[Begin Input for this task]

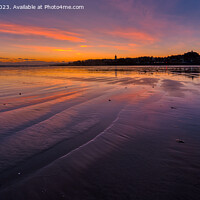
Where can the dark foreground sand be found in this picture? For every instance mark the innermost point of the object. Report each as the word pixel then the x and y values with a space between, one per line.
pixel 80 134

[End Input for this task]
[Begin Input for this task]

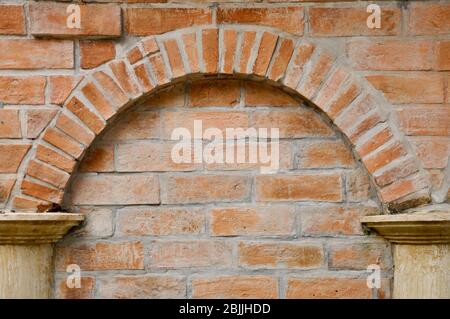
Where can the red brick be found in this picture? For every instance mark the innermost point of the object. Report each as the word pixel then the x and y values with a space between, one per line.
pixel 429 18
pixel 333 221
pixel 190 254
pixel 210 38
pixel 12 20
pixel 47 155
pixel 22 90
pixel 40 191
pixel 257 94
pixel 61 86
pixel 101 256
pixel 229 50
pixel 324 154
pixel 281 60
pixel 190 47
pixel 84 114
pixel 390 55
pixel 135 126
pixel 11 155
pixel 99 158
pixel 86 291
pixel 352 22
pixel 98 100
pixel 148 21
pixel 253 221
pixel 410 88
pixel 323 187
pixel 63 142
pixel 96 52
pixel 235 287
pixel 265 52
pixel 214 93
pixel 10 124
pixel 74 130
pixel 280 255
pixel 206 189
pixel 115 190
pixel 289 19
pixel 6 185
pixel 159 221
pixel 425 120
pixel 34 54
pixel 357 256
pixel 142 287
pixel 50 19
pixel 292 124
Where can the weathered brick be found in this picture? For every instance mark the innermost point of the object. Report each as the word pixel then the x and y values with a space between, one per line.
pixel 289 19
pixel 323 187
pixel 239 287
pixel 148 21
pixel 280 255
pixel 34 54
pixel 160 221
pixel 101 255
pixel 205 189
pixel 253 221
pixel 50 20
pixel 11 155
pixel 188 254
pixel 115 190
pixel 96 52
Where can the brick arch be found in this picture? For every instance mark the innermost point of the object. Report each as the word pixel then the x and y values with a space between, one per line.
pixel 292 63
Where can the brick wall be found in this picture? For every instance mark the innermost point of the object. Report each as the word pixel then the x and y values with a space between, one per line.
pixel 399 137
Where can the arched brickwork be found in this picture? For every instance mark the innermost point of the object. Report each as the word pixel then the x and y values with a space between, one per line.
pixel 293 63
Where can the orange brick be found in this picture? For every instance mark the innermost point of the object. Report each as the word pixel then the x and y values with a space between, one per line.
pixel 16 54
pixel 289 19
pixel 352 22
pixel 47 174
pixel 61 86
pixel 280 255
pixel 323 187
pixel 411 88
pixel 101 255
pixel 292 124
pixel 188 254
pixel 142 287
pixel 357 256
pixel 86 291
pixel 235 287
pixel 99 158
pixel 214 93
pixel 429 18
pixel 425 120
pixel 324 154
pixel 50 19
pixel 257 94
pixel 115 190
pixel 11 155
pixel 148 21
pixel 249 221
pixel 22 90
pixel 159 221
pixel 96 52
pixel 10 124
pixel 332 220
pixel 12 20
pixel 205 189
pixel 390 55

[End Input for this task]

* **Instructions to follow**
Change "innermost point" to "central point" in the material between the line holding "Where can the dark" and the line holding "pixel 80 134", inclusive, and give back only those lines with nothing else altered.

* **Problem solution**
Where can the dark foreground sand be found in this picture? For every instance mark the central point of the object. Report each as the word pixel then the x and y values with a space between, one per line.
pixel 80 134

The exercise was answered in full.